Instructions to follow
Print the data below exactly as it appears, line for line, but leave out the pictures.

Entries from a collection
---+---

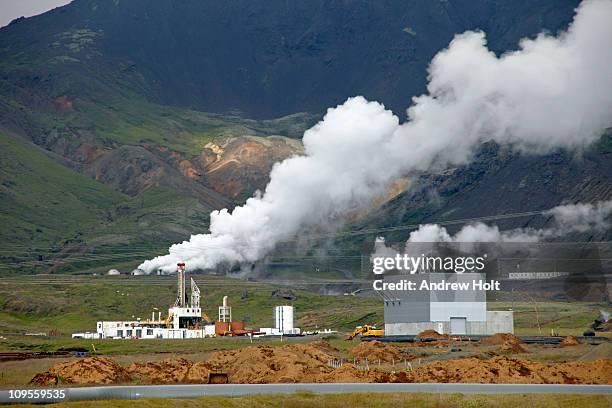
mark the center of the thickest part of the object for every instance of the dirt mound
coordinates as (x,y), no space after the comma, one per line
(171,371)
(499,339)
(324,346)
(512,347)
(287,364)
(505,370)
(569,341)
(349,373)
(264,364)
(376,350)
(431,334)
(90,370)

---+---

Task result
mark the center of the thickest part of the object for every instance of the dirt mound
coordinates as (x,y), no space after the comma, one per line
(171,371)
(499,339)
(324,346)
(512,347)
(287,364)
(505,370)
(569,341)
(349,373)
(264,364)
(376,350)
(431,334)
(90,370)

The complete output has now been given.